_What the task requires_: Change every "hole_handling" in the items below to "hole_mode" and reproduce them otherwise unchanged, leaving out the pictures.

_Items_:
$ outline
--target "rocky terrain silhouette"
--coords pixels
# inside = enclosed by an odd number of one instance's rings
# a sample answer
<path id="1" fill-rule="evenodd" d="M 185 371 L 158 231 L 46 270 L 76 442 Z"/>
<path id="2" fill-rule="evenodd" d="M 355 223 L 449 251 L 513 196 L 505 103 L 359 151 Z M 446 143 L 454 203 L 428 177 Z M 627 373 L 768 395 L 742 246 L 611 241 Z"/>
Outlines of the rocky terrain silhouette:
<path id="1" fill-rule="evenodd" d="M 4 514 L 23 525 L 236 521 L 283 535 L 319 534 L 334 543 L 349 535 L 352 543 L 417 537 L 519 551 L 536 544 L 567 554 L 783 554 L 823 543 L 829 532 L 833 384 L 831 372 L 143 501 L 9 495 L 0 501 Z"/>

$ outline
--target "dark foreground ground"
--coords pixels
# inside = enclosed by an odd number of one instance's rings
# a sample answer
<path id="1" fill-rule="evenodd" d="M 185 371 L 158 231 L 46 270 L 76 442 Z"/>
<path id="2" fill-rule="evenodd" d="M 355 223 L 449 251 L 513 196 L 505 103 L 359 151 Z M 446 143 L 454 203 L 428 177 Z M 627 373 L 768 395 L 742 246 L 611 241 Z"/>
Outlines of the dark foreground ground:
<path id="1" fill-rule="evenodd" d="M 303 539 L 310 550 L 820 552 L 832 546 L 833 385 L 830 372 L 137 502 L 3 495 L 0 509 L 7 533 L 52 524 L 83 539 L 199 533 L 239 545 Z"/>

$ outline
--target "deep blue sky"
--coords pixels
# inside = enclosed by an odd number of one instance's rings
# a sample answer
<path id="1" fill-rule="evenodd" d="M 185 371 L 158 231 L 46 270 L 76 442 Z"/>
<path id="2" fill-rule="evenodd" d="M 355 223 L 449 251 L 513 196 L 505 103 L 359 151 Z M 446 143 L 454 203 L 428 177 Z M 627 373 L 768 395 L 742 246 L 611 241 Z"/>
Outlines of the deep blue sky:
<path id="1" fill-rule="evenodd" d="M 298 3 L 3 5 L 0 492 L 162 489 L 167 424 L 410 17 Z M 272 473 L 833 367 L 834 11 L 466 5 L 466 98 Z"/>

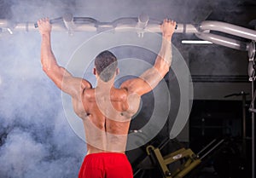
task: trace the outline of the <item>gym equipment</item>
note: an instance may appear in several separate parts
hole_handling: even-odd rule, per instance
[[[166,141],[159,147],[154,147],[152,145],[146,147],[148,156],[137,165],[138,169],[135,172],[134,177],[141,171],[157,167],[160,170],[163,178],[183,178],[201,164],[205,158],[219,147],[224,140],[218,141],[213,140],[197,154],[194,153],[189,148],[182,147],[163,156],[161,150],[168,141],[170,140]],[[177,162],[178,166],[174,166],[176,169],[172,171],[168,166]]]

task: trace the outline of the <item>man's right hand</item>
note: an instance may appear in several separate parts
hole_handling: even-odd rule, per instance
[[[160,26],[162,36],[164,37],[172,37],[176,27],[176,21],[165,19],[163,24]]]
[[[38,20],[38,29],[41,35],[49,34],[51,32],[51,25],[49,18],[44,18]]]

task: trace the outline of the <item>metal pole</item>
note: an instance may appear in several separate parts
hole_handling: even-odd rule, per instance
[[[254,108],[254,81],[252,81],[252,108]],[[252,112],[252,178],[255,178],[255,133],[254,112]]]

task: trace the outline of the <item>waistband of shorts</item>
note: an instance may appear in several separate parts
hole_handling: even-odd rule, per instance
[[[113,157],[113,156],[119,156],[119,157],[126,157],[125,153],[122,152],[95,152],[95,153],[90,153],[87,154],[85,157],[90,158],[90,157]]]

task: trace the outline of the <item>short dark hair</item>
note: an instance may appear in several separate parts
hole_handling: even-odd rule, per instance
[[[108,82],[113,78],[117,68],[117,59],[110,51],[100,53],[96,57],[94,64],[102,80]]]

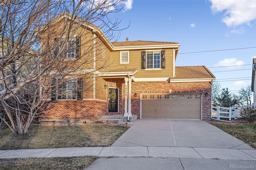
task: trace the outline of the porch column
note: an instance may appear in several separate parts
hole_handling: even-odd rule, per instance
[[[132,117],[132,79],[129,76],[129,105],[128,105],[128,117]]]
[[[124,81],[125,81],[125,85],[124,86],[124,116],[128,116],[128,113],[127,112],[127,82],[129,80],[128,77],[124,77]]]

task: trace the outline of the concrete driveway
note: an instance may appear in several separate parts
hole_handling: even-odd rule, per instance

_Task output_:
$ outline
--target "rocky terrain silhouette"
--coords pixels
# inside = enclosed by an odd number of one instance's rings
# a sample answer
<path id="1" fill-rule="evenodd" d="M 185 371 L 158 231 L 46 270 L 76 442 Z"/>
<path id="2" fill-rule="evenodd" d="M 355 223 L 449 251 L 513 196 L 505 103 L 359 151 Z M 446 143 L 454 203 L 428 177 Z M 627 373 L 768 395 L 742 246 L 611 241 Z"/>
Outlines of the rocky terrain silhouette:
<path id="1" fill-rule="evenodd" d="M 4 514 L 23 525 L 236 521 L 283 535 L 319 534 L 334 543 L 349 535 L 352 543 L 417 537 L 519 551 L 536 544 L 567 554 L 783 554 L 823 543 L 829 532 L 833 384 L 831 372 L 143 501 L 9 495 L 0 501 Z"/>

$ outline
--target "dark foreground ground"
--coords pixels
# inside = enclosed by an odd number of one instance's rings
# a sample answer
<path id="1" fill-rule="evenodd" d="M 185 371 L 158 231 L 46 270 L 76 442 Z"/>
<path id="2" fill-rule="evenodd" d="M 355 223 L 449 251 L 513 196 L 505 103 L 359 151 Z M 446 143 L 454 203 L 428 177 Z M 627 373 L 768 395 L 742 246 L 611 241 Z"/>
Outlines of the dark foreground ground:
<path id="1" fill-rule="evenodd" d="M 303 539 L 310 550 L 820 552 L 832 546 L 833 385 L 830 372 L 137 502 L 3 495 L 0 509 L 7 533 L 52 524 L 83 539 L 199 533 L 239 545 Z"/>

$ outline
--target "deep blue sky"
--coords pixels
# inside = enclosed by an odd number of one instance's rings
# a sample answer
<path id="1" fill-rule="evenodd" d="M 185 371 L 158 231 L 46 270 L 76 442 Z"/>
<path id="2" fill-rule="evenodd" d="M 355 223 L 449 251 L 513 196 L 505 103 L 359 151 Z M 446 143 L 454 203 L 428 177 Z M 627 373 L 768 395 L 742 246 L 611 241 Z"/>
Outlines of the deep blue sky:
<path id="1" fill-rule="evenodd" d="M 298 3 L 3 5 L 0 492 L 162 489 L 167 424 L 410 17 Z M 272 473 L 833 367 L 834 11 L 466 5 L 466 98 Z"/>

task: trace the outline of the <item>gym equipment</item>
note: an instance may appear in several separate parts
hole_mode: even-odd rule, per instance
[[[166,141],[159,147],[154,147],[152,145],[146,147],[148,156],[137,165],[138,169],[135,172],[134,177],[141,171],[157,167],[160,170],[163,178],[183,178],[201,164],[205,158],[219,147],[224,140],[218,141],[213,140],[197,154],[194,153],[189,148],[182,147],[163,156],[161,150],[168,141],[170,140]],[[177,162],[178,166],[174,166],[176,169],[172,171],[168,166]]]

task: trace the outline of the <item>man's right hand</item>
note: an instance may appear in several separate parts
hole_mode: even-odd rule, per instance
[[[160,26],[162,36],[164,37],[172,37],[176,27],[176,21],[165,19],[163,24]]]
[[[38,20],[38,29],[41,35],[49,34],[51,32],[51,25],[49,18],[44,18]]]

task: trace the outline of the <item>metal pole</item>
note: an instance may appear in several separate parts
hole_mode: even-odd rule, per instance
[[[254,108],[254,81],[252,81],[252,108]],[[252,112],[252,178],[255,178],[255,133],[254,112]]]

task: trace the outline of the <item>waistband of shorts</item>
note: an instance may appear in several separate parts
hole_mode: even-odd rule, per instance
[[[113,157],[113,156],[119,156],[119,157],[126,157],[125,153],[122,152],[95,152],[95,153],[90,153],[87,154],[85,157],[90,158],[90,157]]]

task: trace the outline of the <item>short dark hair</item>
note: an instance may appear in several separate parts
hole_mode: even-odd rule, per instance
[[[108,82],[113,78],[117,68],[117,59],[110,51],[100,53],[96,57],[94,64],[102,80]]]

task: trace the outline of the porch column
note: an instance may appear in several separate parts
hole_mode: even-odd rule, per instance
[[[132,117],[132,79],[129,76],[129,105],[128,105],[128,117]]]
[[[124,81],[125,81],[125,85],[124,86],[124,116],[128,116],[128,113],[127,112],[127,82],[129,80],[128,77],[124,77]]]

task: trace the outline of the concrete driveway
note: an instance may appear in several separate parts
hole_mode: even-odd rule, per instance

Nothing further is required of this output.